■ **Task**
Reproduce the records verbatim, starting at the line that contains "point: man's dark hair" and ending at the final line of the records, with both lines included.

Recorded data
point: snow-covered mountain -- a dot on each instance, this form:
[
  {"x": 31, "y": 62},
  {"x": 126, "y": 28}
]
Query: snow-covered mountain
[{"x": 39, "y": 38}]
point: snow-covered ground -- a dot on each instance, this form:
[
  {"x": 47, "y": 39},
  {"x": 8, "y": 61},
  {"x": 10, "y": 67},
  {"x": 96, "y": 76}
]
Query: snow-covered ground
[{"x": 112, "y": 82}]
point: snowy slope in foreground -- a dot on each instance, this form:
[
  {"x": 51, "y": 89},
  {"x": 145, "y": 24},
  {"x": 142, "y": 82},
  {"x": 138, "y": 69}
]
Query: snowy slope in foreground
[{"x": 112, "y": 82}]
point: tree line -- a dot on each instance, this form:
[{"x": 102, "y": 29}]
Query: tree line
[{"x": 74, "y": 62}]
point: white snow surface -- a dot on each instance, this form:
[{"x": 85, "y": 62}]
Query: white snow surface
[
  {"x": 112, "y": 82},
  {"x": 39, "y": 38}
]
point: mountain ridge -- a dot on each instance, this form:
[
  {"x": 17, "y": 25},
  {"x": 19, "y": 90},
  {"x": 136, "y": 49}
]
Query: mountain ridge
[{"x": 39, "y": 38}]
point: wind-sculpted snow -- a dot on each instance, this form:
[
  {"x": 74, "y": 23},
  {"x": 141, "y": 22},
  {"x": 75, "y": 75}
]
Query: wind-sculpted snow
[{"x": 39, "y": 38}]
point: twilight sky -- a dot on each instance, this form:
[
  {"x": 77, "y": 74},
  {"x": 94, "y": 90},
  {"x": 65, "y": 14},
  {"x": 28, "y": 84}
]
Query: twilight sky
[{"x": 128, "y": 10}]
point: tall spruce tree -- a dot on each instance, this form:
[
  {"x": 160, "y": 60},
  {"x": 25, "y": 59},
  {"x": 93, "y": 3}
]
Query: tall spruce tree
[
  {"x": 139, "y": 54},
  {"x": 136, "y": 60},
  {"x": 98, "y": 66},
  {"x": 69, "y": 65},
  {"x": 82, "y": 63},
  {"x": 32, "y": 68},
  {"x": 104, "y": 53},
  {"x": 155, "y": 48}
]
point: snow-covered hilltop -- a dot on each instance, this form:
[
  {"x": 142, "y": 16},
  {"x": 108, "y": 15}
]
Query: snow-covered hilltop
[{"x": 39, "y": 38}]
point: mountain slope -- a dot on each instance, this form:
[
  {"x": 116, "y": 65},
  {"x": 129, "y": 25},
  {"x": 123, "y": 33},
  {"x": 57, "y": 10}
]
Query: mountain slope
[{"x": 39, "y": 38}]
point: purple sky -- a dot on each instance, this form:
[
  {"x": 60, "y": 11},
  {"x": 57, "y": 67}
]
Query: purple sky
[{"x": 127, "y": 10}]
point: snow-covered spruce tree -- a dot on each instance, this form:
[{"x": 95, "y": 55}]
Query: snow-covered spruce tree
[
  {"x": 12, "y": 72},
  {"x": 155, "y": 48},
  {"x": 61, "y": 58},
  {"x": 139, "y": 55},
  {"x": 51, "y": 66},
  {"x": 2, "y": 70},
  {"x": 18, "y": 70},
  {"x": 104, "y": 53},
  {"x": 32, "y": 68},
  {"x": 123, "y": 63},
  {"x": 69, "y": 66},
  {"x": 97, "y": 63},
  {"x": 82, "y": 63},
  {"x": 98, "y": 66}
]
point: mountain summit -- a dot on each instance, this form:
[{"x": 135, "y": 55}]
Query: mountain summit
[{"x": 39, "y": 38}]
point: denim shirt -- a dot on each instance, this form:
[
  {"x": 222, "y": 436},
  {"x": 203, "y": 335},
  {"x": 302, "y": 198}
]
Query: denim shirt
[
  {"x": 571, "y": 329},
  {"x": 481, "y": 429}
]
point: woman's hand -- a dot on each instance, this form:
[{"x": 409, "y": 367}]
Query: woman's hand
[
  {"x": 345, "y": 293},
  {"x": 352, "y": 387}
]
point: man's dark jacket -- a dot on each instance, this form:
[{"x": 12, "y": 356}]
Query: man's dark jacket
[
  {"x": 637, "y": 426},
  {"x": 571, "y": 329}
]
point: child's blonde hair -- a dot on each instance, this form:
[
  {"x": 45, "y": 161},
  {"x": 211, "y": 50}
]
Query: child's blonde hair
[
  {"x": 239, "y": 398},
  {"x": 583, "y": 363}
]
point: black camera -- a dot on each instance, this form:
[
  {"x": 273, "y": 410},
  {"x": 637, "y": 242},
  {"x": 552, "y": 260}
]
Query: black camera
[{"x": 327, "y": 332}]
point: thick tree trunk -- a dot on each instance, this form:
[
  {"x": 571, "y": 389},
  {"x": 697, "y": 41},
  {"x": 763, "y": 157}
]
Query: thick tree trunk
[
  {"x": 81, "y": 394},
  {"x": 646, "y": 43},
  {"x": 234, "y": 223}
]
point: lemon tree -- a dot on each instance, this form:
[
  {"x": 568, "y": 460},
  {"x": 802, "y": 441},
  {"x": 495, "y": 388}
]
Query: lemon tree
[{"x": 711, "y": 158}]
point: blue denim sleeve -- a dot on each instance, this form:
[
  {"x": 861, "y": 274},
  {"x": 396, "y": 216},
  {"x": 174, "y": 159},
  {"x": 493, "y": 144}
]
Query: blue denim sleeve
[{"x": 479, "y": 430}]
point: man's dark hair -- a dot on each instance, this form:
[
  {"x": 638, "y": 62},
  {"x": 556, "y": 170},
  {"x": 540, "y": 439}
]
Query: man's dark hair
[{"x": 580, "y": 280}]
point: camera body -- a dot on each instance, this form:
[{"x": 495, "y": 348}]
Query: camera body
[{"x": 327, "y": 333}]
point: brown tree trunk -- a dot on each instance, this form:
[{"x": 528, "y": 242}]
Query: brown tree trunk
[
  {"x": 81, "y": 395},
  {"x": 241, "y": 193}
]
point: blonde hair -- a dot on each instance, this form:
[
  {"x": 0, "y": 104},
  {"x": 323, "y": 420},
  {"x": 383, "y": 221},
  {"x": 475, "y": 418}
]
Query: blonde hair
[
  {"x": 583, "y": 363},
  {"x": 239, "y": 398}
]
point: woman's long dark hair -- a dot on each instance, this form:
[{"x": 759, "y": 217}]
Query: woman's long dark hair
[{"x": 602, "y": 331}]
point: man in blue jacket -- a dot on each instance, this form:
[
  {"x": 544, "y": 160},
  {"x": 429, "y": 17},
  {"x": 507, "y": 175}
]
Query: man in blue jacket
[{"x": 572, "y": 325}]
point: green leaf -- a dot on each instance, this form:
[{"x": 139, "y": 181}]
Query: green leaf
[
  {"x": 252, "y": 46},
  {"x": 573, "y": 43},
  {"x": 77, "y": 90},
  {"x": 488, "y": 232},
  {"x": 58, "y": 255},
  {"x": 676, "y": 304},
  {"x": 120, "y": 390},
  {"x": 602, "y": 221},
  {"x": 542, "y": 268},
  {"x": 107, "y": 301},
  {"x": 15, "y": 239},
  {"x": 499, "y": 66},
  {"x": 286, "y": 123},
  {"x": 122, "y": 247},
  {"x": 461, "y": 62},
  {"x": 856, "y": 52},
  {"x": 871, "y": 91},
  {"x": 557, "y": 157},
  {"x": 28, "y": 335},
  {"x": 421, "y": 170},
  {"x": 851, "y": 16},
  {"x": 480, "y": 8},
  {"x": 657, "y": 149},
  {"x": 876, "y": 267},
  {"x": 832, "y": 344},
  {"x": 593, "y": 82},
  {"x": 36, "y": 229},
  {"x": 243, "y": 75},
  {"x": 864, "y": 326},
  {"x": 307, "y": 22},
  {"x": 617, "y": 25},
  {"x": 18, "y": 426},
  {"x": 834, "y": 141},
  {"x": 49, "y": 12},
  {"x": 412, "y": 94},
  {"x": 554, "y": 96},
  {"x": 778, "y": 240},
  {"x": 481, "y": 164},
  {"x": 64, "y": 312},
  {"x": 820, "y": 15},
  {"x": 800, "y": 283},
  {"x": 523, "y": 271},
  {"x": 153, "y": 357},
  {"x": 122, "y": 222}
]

■ **Task result**
point: man's dark hair -- a dot on each instance, this form:
[
  {"x": 638, "y": 62},
  {"x": 556, "y": 170},
  {"x": 540, "y": 439}
]
Query: man's dark hair
[{"x": 580, "y": 280}]
point: camera body -- a dot on each instance, this form:
[{"x": 495, "y": 348}]
Query: camera body
[{"x": 327, "y": 333}]
point: brown tree trunk -- a dot on each instance, this form:
[{"x": 528, "y": 242}]
Query: brown tree trunk
[
  {"x": 81, "y": 395},
  {"x": 241, "y": 193}
]
point: blonde hair -- a dot on each instance, this form:
[
  {"x": 0, "y": 104},
  {"x": 323, "y": 420},
  {"x": 383, "y": 221},
  {"x": 475, "y": 418}
]
Query: blonde hair
[
  {"x": 583, "y": 363},
  {"x": 239, "y": 398}
]
point: woman's long dark hair -- a dot on each instance, this form:
[{"x": 759, "y": 217}]
Query: woman's long dark hair
[{"x": 602, "y": 331}]
point: man in blue jacket -- a dot on each instance, this form:
[
  {"x": 544, "y": 160},
  {"x": 429, "y": 17},
  {"x": 507, "y": 175}
]
Query: man in blue jacket
[{"x": 572, "y": 325}]
point: green leaf -- a dot on each instance, this form:
[{"x": 139, "y": 181}]
Query: green leaf
[
  {"x": 252, "y": 46},
  {"x": 573, "y": 43},
  {"x": 77, "y": 90},
  {"x": 488, "y": 232},
  {"x": 58, "y": 255},
  {"x": 676, "y": 304},
  {"x": 120, "y": 390},
  {"x": 602, "y": 221},
  {"x": 542, "y": 268},
  {"x": 107, "y": 301},
  {"x": 15, "y": 239},
  {"x": 499, "y": 66},
  {"x": 286, "y": 123},
  {"x": 122, "y": 247},
  {"x": 461, "y": 62},
  {"x": 856, "y": 52},
  {"x": 871, "y": 91},
  {"x": 557, "y": 157},
  {"x": 28, "y": 335},
  {"x": 421, "y": 170},
  {"x": 851, "y": 16},
  {"x": 480, "y": 8},
  {"x": 657, "y": 149},
  {"x": 876, "y": 267},
  {"x": 832, "y": 344},
  {"x": 593, "y": 82},
  {"x": 36, "y": 229},
  {"x": 243, "y": 75},
  {"x": 864, "y": 326},
  {"x": 307, "y": 22},
  {"x": 617, "y": 25},
  {"x": 18, "y": 426},
  {"x": 834, "y": 141},
  {"x": 49, "y": 12},
  {"x": 412, "y": 94},
  {"x": 554, "y": 96},
  {"x": 778, "y": 240},
  {"x": 481, "y": 164},
  {"x": 64, "y": 312},
  {"x": 820, "y": 15},
  {"x": 800, "y": 283},
  {"x": 523, "y": 271},
  {"x": 153, "y": 357},
  {"x": 122, "y": 222}
]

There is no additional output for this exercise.